Your answer should be the lines from the start of the records through the line with "[point] finger holding", copied word for word.
════════
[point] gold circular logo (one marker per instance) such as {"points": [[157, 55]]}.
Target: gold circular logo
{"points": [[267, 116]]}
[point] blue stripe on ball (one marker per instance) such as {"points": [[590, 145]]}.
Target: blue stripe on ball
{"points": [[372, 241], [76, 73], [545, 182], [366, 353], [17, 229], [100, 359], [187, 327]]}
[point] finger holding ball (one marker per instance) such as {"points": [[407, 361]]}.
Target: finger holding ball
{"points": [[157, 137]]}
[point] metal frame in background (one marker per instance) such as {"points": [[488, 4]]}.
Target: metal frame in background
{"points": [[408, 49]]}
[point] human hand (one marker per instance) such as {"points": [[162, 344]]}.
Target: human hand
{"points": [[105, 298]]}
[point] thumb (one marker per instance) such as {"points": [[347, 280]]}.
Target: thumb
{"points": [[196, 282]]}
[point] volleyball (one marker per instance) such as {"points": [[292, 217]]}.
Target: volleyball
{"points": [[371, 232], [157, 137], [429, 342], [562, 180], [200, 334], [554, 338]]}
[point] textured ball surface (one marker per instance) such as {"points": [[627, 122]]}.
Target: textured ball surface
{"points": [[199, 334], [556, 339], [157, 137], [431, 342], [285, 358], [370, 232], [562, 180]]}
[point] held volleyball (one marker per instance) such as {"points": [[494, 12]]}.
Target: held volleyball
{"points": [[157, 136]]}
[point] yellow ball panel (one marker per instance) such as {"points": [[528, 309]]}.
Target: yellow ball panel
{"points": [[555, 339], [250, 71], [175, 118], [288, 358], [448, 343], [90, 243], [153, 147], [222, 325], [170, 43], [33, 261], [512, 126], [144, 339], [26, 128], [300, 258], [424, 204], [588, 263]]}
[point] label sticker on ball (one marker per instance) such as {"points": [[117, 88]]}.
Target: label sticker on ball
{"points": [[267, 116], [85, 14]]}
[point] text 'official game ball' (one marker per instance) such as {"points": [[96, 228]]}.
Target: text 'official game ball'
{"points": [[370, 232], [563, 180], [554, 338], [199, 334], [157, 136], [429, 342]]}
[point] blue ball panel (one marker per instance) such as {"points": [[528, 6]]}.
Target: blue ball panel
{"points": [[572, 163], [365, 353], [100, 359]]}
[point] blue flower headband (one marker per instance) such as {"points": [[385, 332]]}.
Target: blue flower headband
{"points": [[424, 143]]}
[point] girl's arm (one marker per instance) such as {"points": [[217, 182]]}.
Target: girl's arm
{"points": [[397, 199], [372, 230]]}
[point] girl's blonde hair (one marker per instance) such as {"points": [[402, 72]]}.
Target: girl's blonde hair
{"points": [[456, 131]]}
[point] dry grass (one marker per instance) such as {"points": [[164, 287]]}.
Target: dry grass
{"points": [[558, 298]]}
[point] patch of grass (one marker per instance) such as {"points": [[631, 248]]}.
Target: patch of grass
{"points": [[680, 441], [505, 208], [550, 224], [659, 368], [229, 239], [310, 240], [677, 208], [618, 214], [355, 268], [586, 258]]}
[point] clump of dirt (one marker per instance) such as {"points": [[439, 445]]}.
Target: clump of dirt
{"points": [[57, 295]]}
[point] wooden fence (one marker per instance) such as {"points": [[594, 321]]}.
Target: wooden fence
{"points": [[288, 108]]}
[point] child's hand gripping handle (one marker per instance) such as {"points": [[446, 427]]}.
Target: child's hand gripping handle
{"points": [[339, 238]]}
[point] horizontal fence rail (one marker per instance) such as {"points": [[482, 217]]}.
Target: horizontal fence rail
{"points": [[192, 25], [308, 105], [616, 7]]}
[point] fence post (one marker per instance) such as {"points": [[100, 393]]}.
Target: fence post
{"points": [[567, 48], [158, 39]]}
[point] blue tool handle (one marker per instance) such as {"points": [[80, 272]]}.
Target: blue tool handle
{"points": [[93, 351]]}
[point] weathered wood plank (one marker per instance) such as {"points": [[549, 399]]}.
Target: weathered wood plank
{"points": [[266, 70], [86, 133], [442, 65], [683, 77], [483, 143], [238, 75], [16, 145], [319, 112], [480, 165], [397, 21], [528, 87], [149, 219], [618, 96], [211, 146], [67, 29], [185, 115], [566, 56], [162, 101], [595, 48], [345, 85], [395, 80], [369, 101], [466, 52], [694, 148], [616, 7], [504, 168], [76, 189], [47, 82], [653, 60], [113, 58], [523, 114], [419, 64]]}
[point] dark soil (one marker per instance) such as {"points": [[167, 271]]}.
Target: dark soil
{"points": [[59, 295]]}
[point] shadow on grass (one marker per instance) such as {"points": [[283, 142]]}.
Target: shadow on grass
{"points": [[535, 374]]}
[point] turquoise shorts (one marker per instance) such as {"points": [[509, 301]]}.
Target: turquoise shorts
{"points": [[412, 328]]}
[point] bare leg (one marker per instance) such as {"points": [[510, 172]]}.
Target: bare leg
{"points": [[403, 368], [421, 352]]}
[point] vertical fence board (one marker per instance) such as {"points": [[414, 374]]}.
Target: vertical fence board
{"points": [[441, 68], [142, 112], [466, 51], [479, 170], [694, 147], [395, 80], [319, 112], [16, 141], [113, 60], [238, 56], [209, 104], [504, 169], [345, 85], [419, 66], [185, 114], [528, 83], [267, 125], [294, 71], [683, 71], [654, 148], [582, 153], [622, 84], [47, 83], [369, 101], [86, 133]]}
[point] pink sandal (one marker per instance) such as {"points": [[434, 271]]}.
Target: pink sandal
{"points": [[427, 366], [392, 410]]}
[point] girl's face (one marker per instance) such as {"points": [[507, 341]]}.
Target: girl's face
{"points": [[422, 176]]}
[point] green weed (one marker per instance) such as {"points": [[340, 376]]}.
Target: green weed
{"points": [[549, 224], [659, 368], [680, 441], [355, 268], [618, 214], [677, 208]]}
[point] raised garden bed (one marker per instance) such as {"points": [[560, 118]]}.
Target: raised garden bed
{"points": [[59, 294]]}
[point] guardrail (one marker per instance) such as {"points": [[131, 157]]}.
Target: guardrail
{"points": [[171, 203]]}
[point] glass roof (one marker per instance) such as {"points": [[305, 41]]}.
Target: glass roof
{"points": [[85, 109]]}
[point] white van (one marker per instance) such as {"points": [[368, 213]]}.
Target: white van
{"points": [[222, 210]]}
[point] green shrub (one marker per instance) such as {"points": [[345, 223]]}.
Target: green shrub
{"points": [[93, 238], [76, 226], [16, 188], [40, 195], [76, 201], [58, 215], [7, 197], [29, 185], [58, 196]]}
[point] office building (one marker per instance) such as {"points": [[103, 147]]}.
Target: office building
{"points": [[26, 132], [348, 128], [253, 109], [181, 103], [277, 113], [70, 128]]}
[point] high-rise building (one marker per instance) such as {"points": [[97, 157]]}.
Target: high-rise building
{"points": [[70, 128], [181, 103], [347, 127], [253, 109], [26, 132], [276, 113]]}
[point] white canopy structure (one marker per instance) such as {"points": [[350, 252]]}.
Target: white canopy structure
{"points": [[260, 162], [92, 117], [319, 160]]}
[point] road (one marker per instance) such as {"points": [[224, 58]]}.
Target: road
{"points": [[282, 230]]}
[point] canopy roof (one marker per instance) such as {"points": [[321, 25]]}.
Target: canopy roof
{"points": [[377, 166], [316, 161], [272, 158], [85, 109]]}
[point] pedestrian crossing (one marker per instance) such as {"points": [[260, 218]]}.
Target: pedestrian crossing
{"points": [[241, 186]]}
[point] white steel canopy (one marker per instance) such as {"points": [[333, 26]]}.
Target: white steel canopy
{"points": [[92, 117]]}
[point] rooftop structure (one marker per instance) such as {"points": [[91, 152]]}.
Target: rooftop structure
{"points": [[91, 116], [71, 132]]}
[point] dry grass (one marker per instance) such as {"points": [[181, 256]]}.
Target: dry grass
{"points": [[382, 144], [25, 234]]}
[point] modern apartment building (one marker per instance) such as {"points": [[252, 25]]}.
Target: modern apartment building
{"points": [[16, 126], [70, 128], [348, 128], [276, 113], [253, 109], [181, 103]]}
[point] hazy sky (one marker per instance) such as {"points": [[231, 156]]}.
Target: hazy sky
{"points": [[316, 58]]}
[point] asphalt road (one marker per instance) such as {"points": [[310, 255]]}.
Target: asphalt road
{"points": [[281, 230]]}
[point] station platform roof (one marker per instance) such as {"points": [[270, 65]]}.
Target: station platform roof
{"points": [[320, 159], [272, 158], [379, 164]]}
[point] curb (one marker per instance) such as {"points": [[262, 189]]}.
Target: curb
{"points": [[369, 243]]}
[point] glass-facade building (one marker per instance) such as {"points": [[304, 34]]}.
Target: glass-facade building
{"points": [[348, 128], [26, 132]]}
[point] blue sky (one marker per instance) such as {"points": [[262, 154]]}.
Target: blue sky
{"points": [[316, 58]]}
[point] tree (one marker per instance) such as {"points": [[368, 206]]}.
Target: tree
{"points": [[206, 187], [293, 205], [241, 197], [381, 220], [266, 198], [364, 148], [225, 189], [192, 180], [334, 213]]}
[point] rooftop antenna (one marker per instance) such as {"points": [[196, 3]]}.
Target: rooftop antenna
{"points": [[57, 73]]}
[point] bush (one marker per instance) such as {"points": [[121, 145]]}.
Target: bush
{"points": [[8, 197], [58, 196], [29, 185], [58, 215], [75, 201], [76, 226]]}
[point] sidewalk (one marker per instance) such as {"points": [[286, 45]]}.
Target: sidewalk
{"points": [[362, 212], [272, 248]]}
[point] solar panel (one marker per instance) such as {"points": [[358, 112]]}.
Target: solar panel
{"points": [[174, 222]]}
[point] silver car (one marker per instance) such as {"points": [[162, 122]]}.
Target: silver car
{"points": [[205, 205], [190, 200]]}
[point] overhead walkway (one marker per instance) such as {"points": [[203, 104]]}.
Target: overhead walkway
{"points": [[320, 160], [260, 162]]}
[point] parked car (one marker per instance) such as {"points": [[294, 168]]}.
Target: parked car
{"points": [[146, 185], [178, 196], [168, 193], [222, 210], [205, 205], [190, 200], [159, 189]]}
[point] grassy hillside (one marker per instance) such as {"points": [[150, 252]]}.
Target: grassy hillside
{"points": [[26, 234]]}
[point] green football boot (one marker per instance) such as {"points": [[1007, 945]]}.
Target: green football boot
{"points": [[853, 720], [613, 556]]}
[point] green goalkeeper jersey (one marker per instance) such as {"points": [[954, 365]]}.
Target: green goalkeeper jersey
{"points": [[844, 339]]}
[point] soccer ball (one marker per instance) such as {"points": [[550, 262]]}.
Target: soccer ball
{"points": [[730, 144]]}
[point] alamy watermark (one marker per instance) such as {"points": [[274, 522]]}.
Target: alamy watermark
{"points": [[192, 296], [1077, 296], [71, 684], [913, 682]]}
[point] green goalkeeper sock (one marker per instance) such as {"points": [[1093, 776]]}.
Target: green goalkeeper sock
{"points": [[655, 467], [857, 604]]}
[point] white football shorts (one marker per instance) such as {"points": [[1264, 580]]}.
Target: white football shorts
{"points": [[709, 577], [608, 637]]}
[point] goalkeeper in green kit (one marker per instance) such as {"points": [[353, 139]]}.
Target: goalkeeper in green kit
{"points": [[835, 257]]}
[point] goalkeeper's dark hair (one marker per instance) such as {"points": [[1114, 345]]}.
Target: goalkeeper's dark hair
════════
Answer box >>
[point] gold circular logo (one marker per instance) such as {"points": [[157, 55]]}.
Target: gold circular logo
{"points": [[267, 116]]}
[point] blue stripe on ball (one marker per instance) such as {"points": [[590, 145]]}.
Target: blue stripe on ball
{"points": [[372, 241], [76, 73], [545, 182], [366, 353], [17, 229], [100, 359], [187, 327]]}
[point] finger holding ball (one marker per instance) such as {"points": [[407, 361]]}.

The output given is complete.